┌─ MATERIALS PROVIDED
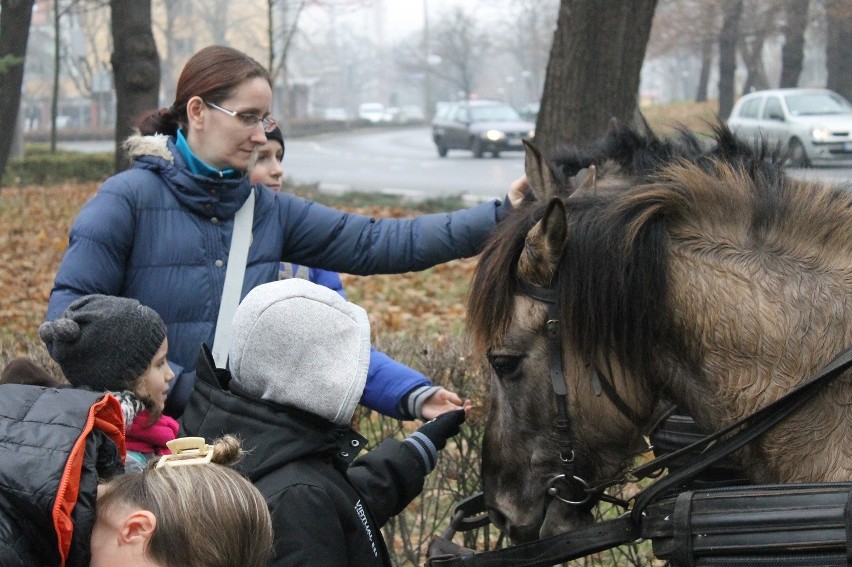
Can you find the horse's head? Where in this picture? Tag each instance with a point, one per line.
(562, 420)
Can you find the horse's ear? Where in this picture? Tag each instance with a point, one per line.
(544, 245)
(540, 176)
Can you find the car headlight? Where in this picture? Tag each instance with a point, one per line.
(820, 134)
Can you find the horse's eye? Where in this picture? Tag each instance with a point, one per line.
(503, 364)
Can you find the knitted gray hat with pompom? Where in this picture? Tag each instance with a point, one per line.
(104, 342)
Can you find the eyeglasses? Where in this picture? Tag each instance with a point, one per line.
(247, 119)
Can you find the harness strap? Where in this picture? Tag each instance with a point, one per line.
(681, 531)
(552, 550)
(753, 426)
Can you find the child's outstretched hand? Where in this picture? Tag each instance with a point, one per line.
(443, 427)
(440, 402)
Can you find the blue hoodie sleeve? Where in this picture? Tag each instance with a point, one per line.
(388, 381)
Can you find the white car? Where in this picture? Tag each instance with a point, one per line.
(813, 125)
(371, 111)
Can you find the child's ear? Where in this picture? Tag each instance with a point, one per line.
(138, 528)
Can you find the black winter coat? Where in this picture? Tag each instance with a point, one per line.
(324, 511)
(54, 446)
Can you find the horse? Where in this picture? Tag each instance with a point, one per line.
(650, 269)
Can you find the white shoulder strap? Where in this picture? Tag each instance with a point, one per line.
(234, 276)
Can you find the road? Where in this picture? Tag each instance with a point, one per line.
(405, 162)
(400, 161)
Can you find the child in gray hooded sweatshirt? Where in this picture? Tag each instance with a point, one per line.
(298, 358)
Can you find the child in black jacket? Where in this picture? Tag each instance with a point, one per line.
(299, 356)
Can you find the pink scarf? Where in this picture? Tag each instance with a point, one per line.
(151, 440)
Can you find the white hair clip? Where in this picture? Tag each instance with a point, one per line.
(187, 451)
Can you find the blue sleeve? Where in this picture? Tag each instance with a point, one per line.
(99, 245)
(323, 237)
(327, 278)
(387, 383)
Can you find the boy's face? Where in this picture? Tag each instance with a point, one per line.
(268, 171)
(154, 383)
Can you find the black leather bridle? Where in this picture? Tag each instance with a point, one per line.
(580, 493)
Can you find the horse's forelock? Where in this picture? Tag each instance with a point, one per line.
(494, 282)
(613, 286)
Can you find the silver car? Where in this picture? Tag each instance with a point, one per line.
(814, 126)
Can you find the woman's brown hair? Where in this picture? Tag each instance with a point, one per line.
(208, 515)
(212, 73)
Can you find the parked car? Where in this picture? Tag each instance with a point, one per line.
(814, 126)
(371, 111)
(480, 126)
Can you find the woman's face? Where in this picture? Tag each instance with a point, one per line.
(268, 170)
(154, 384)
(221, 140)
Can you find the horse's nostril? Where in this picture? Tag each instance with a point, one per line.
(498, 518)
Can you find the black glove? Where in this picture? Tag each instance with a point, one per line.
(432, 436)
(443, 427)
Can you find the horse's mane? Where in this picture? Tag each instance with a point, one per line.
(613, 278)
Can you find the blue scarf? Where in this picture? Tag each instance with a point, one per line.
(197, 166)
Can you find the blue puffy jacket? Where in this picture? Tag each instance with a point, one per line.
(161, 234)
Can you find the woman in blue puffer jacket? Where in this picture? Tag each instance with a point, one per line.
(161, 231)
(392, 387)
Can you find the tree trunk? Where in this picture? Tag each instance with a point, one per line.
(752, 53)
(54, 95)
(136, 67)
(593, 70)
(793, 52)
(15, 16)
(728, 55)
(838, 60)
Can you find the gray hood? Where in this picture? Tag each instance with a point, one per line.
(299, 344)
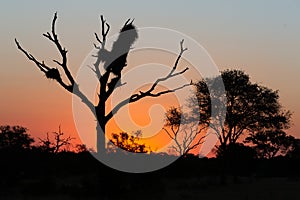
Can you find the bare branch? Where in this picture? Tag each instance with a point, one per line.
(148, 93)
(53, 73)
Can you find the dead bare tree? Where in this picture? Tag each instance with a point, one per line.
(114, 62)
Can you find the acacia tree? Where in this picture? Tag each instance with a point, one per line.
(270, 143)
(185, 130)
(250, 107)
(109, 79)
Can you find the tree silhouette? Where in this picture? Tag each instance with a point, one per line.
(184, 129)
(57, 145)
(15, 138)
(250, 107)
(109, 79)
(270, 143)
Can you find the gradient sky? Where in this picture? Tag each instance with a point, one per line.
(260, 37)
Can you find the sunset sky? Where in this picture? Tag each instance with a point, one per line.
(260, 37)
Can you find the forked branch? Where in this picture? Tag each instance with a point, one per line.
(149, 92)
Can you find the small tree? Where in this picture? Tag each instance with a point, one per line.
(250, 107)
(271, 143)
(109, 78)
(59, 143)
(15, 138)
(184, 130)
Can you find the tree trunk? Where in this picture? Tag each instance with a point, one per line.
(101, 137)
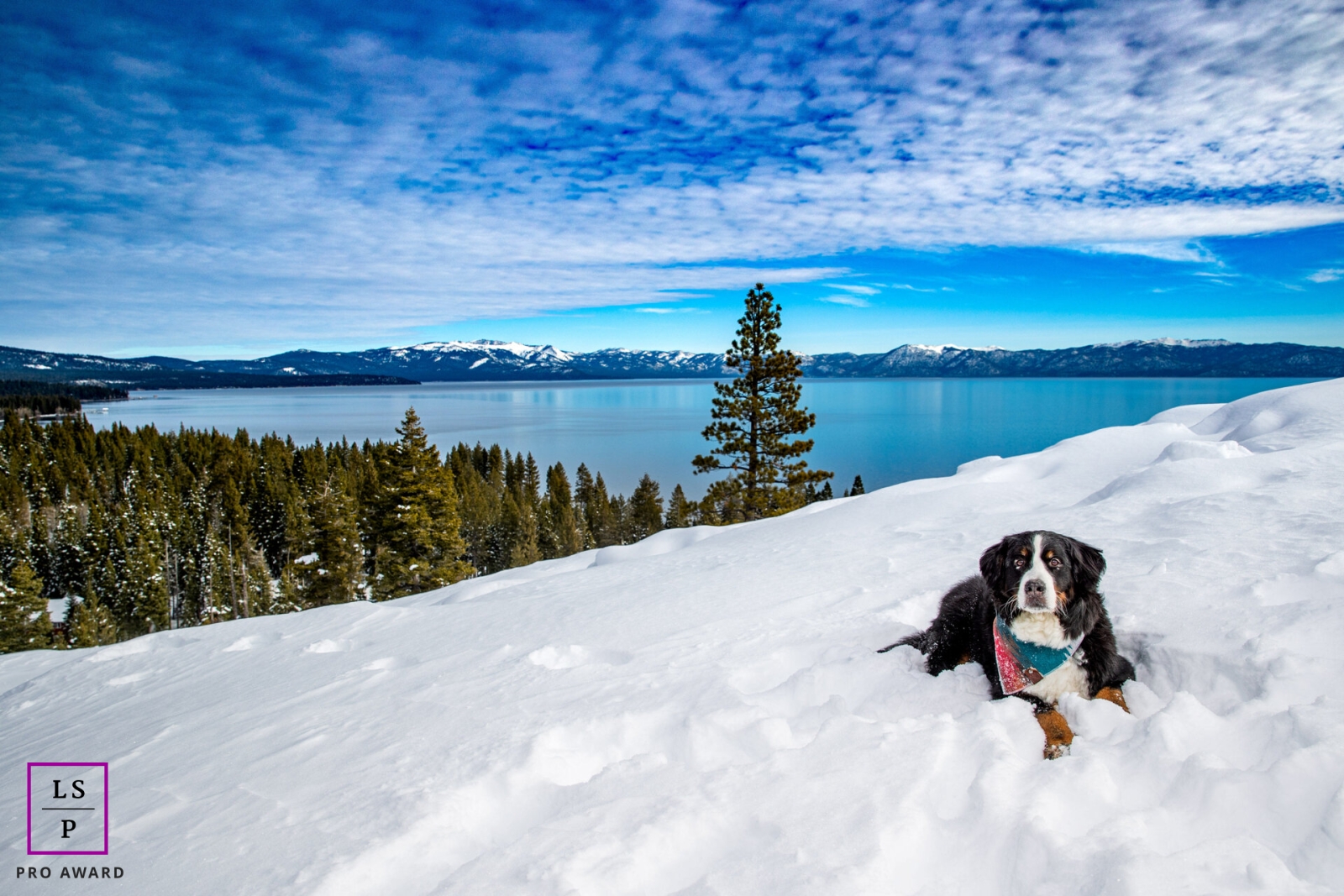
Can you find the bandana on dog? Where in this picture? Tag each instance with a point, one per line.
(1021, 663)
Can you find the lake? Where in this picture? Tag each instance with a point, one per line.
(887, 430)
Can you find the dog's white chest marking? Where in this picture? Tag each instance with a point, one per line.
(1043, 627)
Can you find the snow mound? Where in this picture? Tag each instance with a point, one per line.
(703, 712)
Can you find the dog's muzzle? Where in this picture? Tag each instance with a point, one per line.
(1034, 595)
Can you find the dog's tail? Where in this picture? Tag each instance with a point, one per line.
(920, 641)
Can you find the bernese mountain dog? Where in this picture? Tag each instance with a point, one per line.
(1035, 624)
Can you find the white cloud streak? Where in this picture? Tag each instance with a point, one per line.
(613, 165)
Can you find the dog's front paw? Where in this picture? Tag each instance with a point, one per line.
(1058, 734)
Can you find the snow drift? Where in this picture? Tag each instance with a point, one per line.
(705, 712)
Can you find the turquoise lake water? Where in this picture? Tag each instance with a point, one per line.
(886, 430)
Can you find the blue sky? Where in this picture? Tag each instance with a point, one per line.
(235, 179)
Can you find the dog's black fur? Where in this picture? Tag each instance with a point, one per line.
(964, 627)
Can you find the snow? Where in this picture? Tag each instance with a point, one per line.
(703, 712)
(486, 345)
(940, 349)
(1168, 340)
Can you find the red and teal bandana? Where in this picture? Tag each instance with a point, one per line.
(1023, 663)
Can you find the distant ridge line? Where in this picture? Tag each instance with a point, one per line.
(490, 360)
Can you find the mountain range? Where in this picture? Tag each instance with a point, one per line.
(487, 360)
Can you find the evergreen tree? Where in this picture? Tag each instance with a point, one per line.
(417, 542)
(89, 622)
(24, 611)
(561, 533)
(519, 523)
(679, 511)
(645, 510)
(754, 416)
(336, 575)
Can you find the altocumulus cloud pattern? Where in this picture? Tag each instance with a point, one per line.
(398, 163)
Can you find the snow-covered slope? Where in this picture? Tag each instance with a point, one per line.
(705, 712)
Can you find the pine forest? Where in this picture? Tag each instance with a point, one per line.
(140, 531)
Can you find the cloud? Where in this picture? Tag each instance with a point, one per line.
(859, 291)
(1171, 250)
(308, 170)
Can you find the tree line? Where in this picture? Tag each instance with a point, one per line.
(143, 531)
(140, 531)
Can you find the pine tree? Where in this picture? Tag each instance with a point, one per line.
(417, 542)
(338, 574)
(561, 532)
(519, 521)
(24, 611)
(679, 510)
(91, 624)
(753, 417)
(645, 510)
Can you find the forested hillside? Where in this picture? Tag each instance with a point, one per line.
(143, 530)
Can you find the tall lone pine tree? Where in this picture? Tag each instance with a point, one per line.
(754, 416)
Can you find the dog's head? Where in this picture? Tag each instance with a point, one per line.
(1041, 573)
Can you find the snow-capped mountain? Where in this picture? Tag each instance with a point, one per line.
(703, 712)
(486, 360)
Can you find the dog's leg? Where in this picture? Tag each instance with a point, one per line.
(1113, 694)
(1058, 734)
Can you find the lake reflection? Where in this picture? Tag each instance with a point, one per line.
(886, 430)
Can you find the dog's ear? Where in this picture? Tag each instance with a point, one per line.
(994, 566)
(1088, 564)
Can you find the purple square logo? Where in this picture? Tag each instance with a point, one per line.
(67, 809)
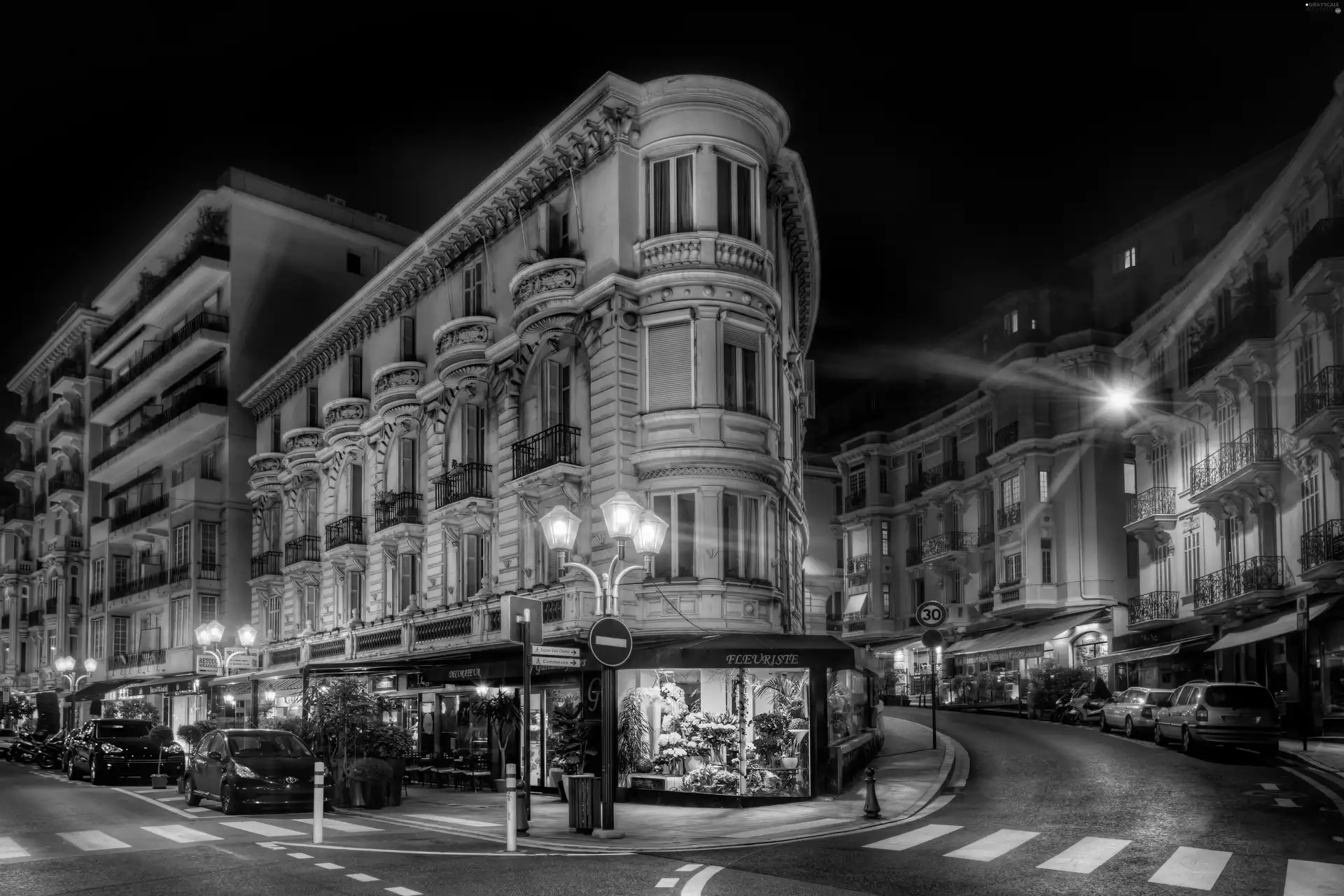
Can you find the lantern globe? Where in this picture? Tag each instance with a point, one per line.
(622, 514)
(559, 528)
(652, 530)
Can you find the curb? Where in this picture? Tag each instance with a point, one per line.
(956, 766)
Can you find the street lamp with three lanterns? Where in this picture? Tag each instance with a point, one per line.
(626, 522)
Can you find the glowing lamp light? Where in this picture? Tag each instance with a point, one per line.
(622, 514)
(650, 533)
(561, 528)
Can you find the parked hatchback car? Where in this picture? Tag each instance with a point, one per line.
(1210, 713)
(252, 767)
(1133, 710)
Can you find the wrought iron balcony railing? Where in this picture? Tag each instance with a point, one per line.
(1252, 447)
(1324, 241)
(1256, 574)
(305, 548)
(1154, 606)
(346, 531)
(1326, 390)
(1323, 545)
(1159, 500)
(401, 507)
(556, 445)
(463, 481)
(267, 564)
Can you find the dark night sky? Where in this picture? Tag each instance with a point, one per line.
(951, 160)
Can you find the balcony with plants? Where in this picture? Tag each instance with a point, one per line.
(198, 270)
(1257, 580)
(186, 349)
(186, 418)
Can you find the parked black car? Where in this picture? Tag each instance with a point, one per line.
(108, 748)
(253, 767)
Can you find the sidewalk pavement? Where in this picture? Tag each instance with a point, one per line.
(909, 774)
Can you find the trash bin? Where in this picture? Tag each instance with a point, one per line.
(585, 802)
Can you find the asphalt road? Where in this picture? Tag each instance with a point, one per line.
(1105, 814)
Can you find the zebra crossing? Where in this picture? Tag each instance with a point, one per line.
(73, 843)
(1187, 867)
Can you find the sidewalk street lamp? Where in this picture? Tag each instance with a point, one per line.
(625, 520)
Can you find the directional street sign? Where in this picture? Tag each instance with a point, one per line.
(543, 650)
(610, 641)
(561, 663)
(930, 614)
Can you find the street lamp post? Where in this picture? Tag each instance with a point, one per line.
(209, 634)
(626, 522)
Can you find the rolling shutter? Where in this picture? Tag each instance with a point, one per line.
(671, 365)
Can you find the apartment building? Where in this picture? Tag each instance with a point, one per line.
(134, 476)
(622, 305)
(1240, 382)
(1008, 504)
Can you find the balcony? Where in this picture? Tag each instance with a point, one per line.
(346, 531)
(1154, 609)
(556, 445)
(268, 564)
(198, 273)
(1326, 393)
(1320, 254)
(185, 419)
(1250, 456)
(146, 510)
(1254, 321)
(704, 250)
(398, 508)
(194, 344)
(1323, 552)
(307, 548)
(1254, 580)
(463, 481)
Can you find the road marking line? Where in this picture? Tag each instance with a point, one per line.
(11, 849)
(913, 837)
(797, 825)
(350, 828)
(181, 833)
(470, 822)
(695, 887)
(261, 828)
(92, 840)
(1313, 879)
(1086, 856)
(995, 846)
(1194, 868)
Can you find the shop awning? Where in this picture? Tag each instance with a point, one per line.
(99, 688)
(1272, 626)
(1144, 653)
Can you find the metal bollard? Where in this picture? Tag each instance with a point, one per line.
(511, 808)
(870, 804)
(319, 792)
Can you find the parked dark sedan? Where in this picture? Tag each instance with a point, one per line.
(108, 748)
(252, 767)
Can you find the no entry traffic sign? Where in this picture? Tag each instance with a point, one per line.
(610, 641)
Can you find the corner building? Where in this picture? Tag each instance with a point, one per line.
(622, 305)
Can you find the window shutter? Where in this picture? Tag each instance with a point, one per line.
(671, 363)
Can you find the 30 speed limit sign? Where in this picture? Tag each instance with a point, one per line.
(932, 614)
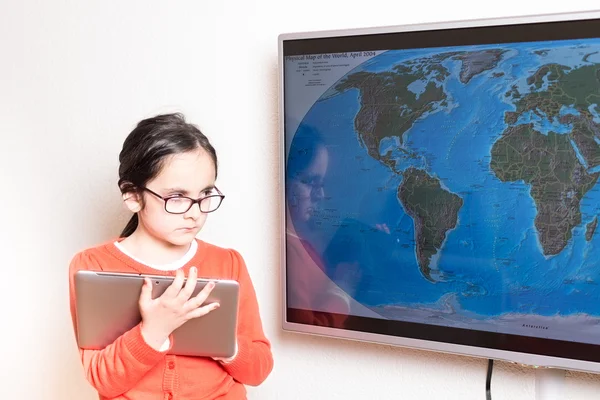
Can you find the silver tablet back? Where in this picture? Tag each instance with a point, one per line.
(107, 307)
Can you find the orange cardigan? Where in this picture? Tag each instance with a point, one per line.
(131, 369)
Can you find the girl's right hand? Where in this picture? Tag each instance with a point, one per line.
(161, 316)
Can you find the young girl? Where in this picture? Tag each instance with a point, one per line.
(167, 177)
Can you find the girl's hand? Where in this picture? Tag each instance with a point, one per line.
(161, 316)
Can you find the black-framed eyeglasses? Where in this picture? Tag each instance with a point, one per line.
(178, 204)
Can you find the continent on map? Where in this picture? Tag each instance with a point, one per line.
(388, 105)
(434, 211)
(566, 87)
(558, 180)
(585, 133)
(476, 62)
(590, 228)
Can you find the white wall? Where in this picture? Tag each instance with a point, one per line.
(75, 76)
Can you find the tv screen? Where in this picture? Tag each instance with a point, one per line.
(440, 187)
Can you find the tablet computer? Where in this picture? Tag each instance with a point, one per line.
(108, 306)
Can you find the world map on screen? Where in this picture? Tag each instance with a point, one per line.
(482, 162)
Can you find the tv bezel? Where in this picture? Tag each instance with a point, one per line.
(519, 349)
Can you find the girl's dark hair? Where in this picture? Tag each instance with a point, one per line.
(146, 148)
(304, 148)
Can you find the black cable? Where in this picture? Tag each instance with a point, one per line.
└─
Could you give the rows again, starting with the line with "Can you find the dark" and going through the line with "(1187, 867)", and change "instance" to "occurrence" with all else unchanged?

Can you find the dark night sky? Where in this picture? Tag each occurrence with a point, one per line.
(951, 160)
Can you find the balcony with plants? Where in this picture? Tag each occurrence with a point, one per line.
(198, 270)
(1257, 580)
(186, 349)
(186, 418)
Can you find the parked black car? Where in this picture? Tag each occurrence with a point, one per line.
(108, 748)
(253, 767)
Can you find the sidewalk pavement? Where in this picture? Tag each occurrence with a point, one per line.
(909, 774)
Can you find the trash bin? Where in this picture? Tag each occurrence with a point, one per line.
(585, 802)
Can you find the asphalt road? Where in this picture? Tag each occurrence with a point, one per line.
(1105, 814)
Can you find the zebra crossing? Where in this picture? Tag each occurrence with a point, one per line.
(73, 843)
(1187, 867)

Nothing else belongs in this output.